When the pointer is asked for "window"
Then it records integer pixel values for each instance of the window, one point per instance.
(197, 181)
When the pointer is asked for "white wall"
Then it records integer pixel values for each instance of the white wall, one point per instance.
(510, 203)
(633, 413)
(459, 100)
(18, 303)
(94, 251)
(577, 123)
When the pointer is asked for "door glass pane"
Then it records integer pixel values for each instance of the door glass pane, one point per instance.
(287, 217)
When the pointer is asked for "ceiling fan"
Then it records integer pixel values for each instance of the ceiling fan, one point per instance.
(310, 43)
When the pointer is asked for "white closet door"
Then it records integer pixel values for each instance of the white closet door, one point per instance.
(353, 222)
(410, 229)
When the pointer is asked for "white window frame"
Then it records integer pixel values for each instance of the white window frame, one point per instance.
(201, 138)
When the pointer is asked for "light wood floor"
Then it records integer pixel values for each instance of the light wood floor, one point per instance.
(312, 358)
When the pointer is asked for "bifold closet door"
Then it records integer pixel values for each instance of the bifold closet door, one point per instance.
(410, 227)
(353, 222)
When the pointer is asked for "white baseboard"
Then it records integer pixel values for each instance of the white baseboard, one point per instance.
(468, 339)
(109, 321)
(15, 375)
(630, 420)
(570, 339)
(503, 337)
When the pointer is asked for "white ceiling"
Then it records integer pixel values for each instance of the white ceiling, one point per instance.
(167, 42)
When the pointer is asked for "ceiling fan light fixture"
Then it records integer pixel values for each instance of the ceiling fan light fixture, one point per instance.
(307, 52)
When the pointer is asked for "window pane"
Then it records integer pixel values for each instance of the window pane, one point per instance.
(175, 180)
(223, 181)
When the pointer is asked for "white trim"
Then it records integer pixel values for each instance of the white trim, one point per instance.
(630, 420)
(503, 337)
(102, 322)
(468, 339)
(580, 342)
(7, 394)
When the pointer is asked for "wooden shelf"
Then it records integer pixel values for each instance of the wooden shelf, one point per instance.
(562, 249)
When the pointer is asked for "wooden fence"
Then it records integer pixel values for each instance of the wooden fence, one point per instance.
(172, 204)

========================================

> Task statement
Write out the full listing, keeping every line exactly as it is.

> Result for this task
When the pointer is asked for "window"
Then it records integer pixel values for each instance of the window, one point per instance.
(197, 181)
When the pointer is asked for "white wall"
Then it records integer pixel values for each instance of the white wall, one point per instance.
(510, 203)
(633, 413)
(459, 100)
(18, 303)
(94, 251)
(577, 123)
When the pointer is asked for "door glass pane"
Then it records integer pixel values for each instance of the door glass pane, one point per instance.
(287, 217)
When the pointer is asked for "ceiling fan"
Then it records integer pixel values for each instance of the ceiling fan, one point per instance.
(310, 43)
When the pointer is asked for "white closet door"
Then it records integer pixel values for each instance of the white closet door, one point per instance.
(353, 222)
(410, 229)
When the pointer is asked for "white window frame"
Then it records integer pixel values for each instance of the white window frame, one point per instance.
(201, 138)
When the pointer is asked for "light wood floor"
Then it records integer pixel values for each instance of the light wood floor, one point per instance.
(312, 358)
When the pointer is asked for "bifold closet door"
Then it records integer pixel values for each instance of the bifold closet door, one point per instance.
(410, 227)
(353, 222)
When the pointer is asked for "white baseboard"
Then it records integer pixel values for each instance of the white baseboard, one point per instance.
(468, 339)
(109, 321)
(15, 375)
(630, 420)
(570, 339)
(503, 337)
When the pointer is asked for "white ceiling"
Then it records integer pixel values for each instance of the white ceiling, one point per instance.
(167, 42)
When the pointer is asked for "ceiling fan light fixture"
Then it records integer pixel values for each instance of the ceiling fan light fixture, one point per instance.
(307, 52)
When the pointer is asked for "window pane"
Then it records integer pixel values for each instance of the window pane, one point per instance.
(175, 180)
(223, 181)
When the pointer is asked for "white trim"
Then it records integer pixel values for each instance of the white trim, one point per instance.
(630, 420)
(503, 337)
(102, 322)
(468, 339)
(580, 342)
(7, 394)
When the pointer is asked for "wooden shelf"
Then it records integer pixel values for each instance of the wooden shelf, one point per instance.
(562, 249)
When the pointer is asked for "wooden fence"
Then it records integer pixel values for each instance of the wooden fence, one point per instance.
(172, 204)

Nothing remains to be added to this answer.